▶ Assignment: Reproduce word for word the part of the methods text below on the CTBP constructs and cell lines, starting with "The amplified fragment" and going on through "and translation (pcDNA-CTBP).".
══ Passage to read
The amplified fragment was cloned into TA cloning site of pT7-Blue (Novagen, Madison, WI). BamHI-SalI fragment of pT7-CTBP was ligated into pcDNA3.1 (Invitrogen, Carlsbad, CA), which is available for the expression in mammalian cells and in vitro transcription and translation (pcDNA-CTBP).

Preparation and establishment of CTBP-expressing CHO cell line (CPC45) and GH3 cells
CHO-K1 cells, which do not possess NADPH-dependent T₃ binding activity, were purchased from ATCC (Manassas, VA). The cells were transfected with pQBI-CTBP by calcium-phosphate method. After selection with 400 µg/ml G418, the cells were cloned (CPC45). Because parental CHO-K1 cell does not possess NADPH-dependent T₃ binding activity, expression of CTBP was confirmed by the assay for NADPH-dependent T₃ binding. pcDNA-CTBP or pQBI-25-fc2 plasmid (Quantum Biotechnology Inc., Québec, Canada), which induces green fluorescent protein (GFP), was transfected into GH3 cells by electroporation as previously described (5). The clones were selected by the incubation with 400 µg/ml G418. The expression of CTBP in CTBP-transfected cells was confirmed by NADPH-dependent T₃ binding and Western blotting. A parental GH3 cell and a series of GH3-CTBP cells were cultured in DMEM without and with 100 µg/ml G418, respectively.
════
══ Record set
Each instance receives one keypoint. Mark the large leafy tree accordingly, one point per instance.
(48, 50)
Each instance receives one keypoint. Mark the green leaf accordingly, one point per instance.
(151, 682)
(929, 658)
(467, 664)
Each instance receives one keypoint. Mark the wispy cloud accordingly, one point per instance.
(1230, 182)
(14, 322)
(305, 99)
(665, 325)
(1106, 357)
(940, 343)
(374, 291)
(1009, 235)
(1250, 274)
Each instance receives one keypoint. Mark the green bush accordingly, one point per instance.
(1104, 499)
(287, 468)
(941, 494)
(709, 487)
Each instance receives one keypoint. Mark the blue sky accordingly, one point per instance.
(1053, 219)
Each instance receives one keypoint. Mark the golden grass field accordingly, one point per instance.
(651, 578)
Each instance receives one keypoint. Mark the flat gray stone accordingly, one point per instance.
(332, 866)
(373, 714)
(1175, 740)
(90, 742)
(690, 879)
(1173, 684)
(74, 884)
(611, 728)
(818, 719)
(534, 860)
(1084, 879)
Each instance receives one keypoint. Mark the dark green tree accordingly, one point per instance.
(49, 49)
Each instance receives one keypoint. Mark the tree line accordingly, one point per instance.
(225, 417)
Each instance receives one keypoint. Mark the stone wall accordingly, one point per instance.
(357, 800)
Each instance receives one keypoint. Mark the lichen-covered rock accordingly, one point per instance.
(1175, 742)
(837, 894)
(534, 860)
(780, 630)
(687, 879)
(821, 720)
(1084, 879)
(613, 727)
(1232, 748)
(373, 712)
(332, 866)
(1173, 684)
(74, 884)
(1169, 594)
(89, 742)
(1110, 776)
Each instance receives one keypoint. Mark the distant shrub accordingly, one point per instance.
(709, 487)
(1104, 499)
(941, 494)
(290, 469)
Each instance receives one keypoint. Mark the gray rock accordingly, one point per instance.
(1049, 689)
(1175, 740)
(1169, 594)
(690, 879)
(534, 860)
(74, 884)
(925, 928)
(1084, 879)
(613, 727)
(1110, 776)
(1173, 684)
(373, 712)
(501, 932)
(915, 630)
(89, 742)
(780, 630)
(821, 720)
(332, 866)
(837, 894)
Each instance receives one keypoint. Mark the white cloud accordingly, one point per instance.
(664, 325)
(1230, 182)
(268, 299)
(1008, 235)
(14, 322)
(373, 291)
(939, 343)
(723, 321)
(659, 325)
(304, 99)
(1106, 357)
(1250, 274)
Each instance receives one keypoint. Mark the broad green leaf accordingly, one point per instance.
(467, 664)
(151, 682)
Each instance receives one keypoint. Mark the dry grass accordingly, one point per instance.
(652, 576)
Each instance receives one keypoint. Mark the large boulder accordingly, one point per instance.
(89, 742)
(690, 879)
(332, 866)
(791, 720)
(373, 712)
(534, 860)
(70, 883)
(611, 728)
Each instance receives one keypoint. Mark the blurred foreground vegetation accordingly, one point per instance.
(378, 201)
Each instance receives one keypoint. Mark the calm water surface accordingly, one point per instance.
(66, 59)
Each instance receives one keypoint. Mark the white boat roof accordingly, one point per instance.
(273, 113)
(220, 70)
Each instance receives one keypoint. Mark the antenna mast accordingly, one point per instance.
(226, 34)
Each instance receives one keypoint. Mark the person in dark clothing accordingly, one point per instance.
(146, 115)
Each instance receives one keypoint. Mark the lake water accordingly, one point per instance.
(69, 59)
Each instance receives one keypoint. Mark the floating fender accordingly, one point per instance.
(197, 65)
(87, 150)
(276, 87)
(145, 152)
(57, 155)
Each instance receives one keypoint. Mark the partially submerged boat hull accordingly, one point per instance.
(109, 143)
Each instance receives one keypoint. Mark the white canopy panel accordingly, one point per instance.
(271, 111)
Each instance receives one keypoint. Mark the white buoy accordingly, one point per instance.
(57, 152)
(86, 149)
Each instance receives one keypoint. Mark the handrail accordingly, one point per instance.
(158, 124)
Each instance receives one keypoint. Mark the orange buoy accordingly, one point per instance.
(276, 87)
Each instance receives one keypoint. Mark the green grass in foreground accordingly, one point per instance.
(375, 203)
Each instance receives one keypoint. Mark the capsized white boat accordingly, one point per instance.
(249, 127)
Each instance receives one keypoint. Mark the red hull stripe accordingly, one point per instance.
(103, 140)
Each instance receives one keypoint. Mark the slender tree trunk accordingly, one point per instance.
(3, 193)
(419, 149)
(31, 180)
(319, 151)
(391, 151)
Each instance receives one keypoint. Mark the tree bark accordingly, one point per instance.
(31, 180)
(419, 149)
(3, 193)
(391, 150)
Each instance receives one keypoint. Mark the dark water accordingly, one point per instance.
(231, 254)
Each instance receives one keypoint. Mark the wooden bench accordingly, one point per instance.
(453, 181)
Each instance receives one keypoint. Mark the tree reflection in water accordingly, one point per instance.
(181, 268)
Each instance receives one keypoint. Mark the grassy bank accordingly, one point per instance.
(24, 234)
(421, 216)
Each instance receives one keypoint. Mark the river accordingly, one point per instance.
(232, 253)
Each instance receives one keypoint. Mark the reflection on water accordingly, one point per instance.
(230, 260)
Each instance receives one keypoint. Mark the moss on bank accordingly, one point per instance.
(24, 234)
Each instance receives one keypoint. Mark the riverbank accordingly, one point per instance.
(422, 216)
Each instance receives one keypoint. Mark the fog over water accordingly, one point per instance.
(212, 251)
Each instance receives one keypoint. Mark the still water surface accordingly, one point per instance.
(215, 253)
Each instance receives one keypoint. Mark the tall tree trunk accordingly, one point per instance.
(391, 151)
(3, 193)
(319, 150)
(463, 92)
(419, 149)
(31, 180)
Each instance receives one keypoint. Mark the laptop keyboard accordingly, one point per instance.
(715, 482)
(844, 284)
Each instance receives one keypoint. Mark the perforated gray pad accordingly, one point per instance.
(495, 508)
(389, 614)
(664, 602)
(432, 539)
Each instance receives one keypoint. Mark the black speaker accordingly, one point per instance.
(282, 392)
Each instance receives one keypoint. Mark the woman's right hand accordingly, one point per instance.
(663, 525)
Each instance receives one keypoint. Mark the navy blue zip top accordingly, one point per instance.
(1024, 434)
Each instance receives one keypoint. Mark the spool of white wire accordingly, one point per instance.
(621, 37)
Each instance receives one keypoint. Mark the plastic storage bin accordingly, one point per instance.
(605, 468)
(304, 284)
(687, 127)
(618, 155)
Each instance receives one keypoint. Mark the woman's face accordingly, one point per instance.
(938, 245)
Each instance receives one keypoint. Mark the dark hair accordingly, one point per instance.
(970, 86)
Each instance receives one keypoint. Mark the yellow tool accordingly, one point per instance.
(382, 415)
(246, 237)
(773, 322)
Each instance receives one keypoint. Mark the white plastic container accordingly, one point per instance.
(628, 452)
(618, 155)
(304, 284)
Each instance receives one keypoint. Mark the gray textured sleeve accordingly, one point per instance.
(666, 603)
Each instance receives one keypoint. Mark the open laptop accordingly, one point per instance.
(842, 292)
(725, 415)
════
▶ Result:
The amplified fragment was cloned into TA cloning site of pT7-Blue (Novagen, Madison, WI). BamHI-SalI fragment of pT7-CTBP was ligated into pcDNA3.1 (Invitrogen, Carlsbad, CA), which is available for the expression in mammalian cells and in vitro transcription and translation (pcDNA-CTBP).